Consegna a: Disponi come lista JSON di stringhe, una per riga e senza le righe vuote, le voci dalla riga che contiene "Find the tiled roof" fino alla riga che contiene "x=650, y=383", quest'ultima inclusa.

Estratto del documento:
⁂
La paura in Occidente. Storia della paura nell’età moderna – Jean Delumeau

SINTESI DEL LIBRO:
Onnipresenza della paura
1. «Mer variable où toute crainte abonde» (Marot, Complainte I
er
)
Nell’Europa degli inizi dei tempi moderni, la paura, mascherata o manifesta, è
presente dappertutto. Ciò si verifica in ogni cultura tecnicamente mal attrezzata a
rispondere alle molteplici aggressioni di un ambiente minaccioso. Ma,
nell’universo di un tempo, esiste uno spazio dove lo storico è sicuro
d’incontrarla senza nessun travisamento. Questo spazio è il mare. Per alcuni
arditissimi – gli scopritori del Rinascimento e i loro epigoni – il mare ha avuto il
significato di una provocazione. Ma per la maggioranza esso ha continuato per
molto tempo a voler dire dissuasione ed è stato per eccellenza il luogo della
paura. Dall’antichità al XX secolo, dalla Bretagna alla Russia, vi è un’enorme
quantità di proverbi che consigliano di non arrischiarsi per mare. I latini
dicevano: «Loda il mare e tienti a terra». Un detto russo consiglia: «Ammira il
mare seduto sulla stufa». Erasmo fa dire a un personaggio del dialogo
Naufragium: «Che pazzia affidarsi al mare!». Perfino nella marittima Olanda
circolava la sentenza: «Meglio stare sulla landa con una vecchia carretta che sul
mare in una nave nuova».
⁂
[Estratti di dataset sull'indicazione di oggetti]
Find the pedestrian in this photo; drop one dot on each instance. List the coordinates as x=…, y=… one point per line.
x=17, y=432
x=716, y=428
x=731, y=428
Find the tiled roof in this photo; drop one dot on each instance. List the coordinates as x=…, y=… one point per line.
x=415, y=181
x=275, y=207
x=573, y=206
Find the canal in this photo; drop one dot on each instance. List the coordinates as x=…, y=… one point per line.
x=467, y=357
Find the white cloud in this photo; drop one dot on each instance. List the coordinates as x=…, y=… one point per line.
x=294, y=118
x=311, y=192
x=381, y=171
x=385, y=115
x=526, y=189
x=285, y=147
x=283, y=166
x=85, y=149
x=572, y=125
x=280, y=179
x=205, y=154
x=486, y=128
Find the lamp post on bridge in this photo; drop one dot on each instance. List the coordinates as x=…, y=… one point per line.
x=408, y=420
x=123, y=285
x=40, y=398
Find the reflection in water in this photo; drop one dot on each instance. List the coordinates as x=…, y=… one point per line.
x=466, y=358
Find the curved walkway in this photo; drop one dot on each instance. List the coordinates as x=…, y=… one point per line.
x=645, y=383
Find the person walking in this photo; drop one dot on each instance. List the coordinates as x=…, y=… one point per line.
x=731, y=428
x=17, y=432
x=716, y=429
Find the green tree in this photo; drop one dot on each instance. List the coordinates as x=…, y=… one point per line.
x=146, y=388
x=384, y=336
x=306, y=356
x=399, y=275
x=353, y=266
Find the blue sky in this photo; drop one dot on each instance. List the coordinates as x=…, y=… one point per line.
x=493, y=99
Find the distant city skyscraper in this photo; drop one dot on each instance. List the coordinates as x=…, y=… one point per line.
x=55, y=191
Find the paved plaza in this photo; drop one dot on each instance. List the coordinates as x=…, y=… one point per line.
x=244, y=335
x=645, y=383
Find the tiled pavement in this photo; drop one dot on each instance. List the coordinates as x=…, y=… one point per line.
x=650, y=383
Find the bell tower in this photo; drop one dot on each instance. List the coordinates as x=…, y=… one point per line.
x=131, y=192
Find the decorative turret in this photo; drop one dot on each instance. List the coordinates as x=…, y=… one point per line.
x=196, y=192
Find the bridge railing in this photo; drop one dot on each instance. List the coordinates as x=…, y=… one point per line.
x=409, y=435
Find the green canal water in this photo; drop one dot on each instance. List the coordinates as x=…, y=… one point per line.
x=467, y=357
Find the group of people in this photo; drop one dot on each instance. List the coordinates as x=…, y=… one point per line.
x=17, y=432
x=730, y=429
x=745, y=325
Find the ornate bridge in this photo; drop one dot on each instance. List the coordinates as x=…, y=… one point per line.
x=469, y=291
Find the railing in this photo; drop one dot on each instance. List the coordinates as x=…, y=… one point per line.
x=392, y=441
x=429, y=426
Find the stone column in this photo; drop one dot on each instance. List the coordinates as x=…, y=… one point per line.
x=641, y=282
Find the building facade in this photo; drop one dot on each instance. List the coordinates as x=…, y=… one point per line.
⁂
Consegna b: Riprendi il brano sulla paura in Occidente e prosegui il testo dopo l'ultima frase riportata.

Risposta scritta a:
[
  "Find the tiled roof in this photo; drop one dot on each instance. List the coordinates as x=…, y=… one point per line.",
  "x=415, y=181",
  "x=275, y=207",
  "x=573, y=206",
  "Find the canal in this photo; drop one dot on each instance. List the coordinates as x=…, y=… one point per line.",
  "x=467, y=357",
  "Find the white cloud in this photo; drop one dot on each instance. List the coordinates as x=…, y=… one point per line.",
  "x=294, y=118",
  "x=311, y=192",
  "x=381, y=171",
  "x=385, y=115",
  "x=526, y=189",
  "x=285, y=147",
  "x=283, y=166",
  "x=85, y=149",
  "x=572, y=125",
  "x=280, y=179",
  "x=205, y=154",
  "x=486, y=128",
  "Find the lamp post on bridge in this photo; drop one dot on each instance. List the coordinates as x=…, y=… one point per line.",
  "x=408, y=420",
  "x=123, y=285",
  "x=40, y=398",
  "Find the reflection in water in this photo; drop one dot on each instance. List the coordinates as x=…, y=… one point per line.",
  "x=466, y=358",
  "Find the curved walkway in this photo; drop one dot on each instance. List the coordinates as x=…, y=… one point per line.",
  "x=645, y=383",
  "Find the person walking in this photo; drop one dot on each instance. List the coordinates as x=…, y=… one point per line.",
  "x=731, y=428",
  "x=17, y=432",
  "x=716, y=429",
  "Find the green tree in this photo; drop one dot on each instance. List the coordinates as x=…, y=… one point per line.",
  "x=146, y=388",
  "x=384, y=336",
  "x=306, y=356",
  "x=399, y=275",
  "x=353, y=266",
  "Find the blue sky in this photo; drop one dot on each instance. List the coordinates as x=…, y=… one point per line.",
  "x=493, y=99",
  "Find the distant city skyscraper in this photo; drop one dot on each instance. List the coordinates as x=…, y=… one point per line.",
  "x=55, y=191",
  "Find the paved plaza in this photo; drop one dot on each instance. List the coordinates as x=…, y=… one point per line.",
  "x=244, y=335",
  "x=645, y=383",
  "Find the tiled pavement in this photo; drop one dot on each instance. List the coordinates as x=…, y=… one point per line.",
  "x=650, y=383"
]

Risposta scritta b:
1 Era un riflesso di difesa da parte di una civiltà
essenzialmente terrestre, che confermava l’esperienza di quelli che, malgrado
tutto, si arrischiavano lontano dalle rive. La formula di Sancho Panza: «Se vuoi
imparare a pregare, vai per mare» si ritrova, con molteplici varianti, da un capo
all’altro d’Europa, talvolta con sfumature d’humour, come in Danimarca, dove si
precisava: «Chi non sa pregare deve andar per mare e chi non sa dormire deve
andare in chiesa».
2
Sono innumerevoli i mali arrecati dalla immensa liquida distesa: la Peste nera,
s’intende, ma pure le invasioni normanne e saracene e più tardi le scorribande
barbaresche. Leggende come quella della città d’Ys o quella dell’organo
sommerso di Wenduine che talvolta si sente suonare il Dies irae hanno a lungo
evocato le sue furiose avanzate.
3 Elemento ostile, il mare si contorna di scogliere
selvagge o di paludi insalubri e riversa sulle coste un vento che impedisce le
coltivazioni.
Ma il mare è pericoloso anche quando giace immobile, non increspato dal
minimo soffio. Un mare calmo, «inerte come una palude», può significare la
morte per i marinai bloccati al largo, vittime di «un’aspra fame» e di «una sete
ardente». L’oceano ha per molto tempo sminuito l’uomo, che si sentiva piccolo e
fragile davanti ad esso e sopra di esso: ragion per cui la gente di mare veniva
paragonata ai montanari e agli uomini del deserto. Dal momento che, fino a un
periodo recente, i flutti incutevano paura a tutti e particolarmente alla gente dei
campi, costoro si sforzavano di non guardare il mare quando il caso ve li
conduceva vicino. Dopo la guerra greco-turca del 1920-1922, dei contadini
cacciati dall’Asia Minore furono sistemati nella penisola del Sunio. Essi
costruirono le proprie case con un muro cieco dalla parte del mare. A causa del
vento? Può essere. Ma più ancora, senza dubbio, per non vedere tutto il santo
giorno la minaccia costante delle onde.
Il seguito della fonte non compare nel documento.